Michelle Wie believes a rebuilt wrist and a remodeled swing can power her to the top of golf's world rankings for the first time as she sets out to defend her title at "Asia's Major" this week.
"Being No 1 in the world is the most important thing to me," said the 29-year-old American ahead of the $1.5 million HSBC Women's World Championship in Singapore, which opens on Thursday and features the world's top 20 players.
A year ago, Singapore's Sentosa Golf Club was the scene of one of Wie's greatest triumphs, but she ended the season undergoing surgery on a painful wrist that caused her to withdraw during the British Open in August.
Wie had been battling arthritis in both wrists, and since the operation last October has reconfigured her swing to limit the pain and prevent long-term damage.
"Definitely after surgery, it's taken me a long road to be here today," Wie said on Monday.
"I'm using a little bit more wrist than I did last year but substantially less than I have before, but it's all about trying to be as pain-free as possible."
Wie returned to competition at last week's LPGA Thailand, finishing in a tie for 23rd at 6-under - 16 strokes behind winner Amy Yang of South Korea.
"It felt so good to be back out there playing golf again," Wie posted on Instagram before flying to Singapore, where 12 months earlier she sealed a one-stroke win with an astonishing 45-foot birdie putt on the last hole - followed by an emotional scream and a fist pump.

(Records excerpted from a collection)
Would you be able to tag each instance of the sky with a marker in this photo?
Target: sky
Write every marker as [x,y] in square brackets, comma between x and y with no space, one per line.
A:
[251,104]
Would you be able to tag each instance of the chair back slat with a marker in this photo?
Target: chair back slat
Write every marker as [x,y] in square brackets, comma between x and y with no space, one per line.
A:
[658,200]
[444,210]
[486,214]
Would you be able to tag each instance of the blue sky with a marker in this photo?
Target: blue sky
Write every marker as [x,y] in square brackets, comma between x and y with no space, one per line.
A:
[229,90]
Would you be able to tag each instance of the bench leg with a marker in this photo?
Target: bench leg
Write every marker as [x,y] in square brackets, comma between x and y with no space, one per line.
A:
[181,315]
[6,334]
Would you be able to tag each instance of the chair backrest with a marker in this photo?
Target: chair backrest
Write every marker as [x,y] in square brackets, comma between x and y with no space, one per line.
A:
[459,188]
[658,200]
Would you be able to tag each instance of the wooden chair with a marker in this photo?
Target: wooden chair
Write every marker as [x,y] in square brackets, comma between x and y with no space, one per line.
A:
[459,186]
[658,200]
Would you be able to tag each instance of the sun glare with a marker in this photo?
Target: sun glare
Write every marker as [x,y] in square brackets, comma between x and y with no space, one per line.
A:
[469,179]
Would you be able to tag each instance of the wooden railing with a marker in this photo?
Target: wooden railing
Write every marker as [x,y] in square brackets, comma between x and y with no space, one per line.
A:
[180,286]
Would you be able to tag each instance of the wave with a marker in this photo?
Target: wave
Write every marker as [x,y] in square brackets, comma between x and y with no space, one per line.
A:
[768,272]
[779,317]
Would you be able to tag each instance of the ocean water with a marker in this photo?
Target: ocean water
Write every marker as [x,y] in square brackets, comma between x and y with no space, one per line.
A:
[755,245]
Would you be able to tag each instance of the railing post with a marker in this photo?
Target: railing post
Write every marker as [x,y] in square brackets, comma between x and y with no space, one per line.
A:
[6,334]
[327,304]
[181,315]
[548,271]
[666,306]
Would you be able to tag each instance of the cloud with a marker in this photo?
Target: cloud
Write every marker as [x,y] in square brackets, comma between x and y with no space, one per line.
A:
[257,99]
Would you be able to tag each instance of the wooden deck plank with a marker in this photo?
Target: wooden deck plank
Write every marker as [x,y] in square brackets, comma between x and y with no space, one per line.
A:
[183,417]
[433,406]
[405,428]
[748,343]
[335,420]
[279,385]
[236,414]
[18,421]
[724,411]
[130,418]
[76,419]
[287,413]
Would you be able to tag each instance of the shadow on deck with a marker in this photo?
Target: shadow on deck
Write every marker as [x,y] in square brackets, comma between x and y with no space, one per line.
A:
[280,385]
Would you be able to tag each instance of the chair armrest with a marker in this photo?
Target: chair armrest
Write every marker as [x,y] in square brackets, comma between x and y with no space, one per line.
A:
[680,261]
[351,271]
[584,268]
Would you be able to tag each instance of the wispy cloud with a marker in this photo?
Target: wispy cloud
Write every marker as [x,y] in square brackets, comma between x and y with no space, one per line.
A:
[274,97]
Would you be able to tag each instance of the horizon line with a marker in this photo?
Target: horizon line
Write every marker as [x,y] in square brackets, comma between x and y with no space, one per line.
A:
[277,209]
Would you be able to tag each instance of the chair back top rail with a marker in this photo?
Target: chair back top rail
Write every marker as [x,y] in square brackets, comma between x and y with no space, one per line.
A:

**Explore the material**
(A) Reproduce the stretch of the Michelle Wie article from "A year ago, Singapore's" through "Open in August.".
(B) According to the Michelle Wie article, where did Wie finish at last week's LPGA Thailand?

**Completed exercise**
(A)
A year ago, Singapore's Sentosa Golf Club was the scene of one of Wie's greatest triumphs, but she ended the season undergoing surgery on a painful wrist that caused her to withdraw during the British Open in August.

(B) She finished in a tie for 23rd at 6-under.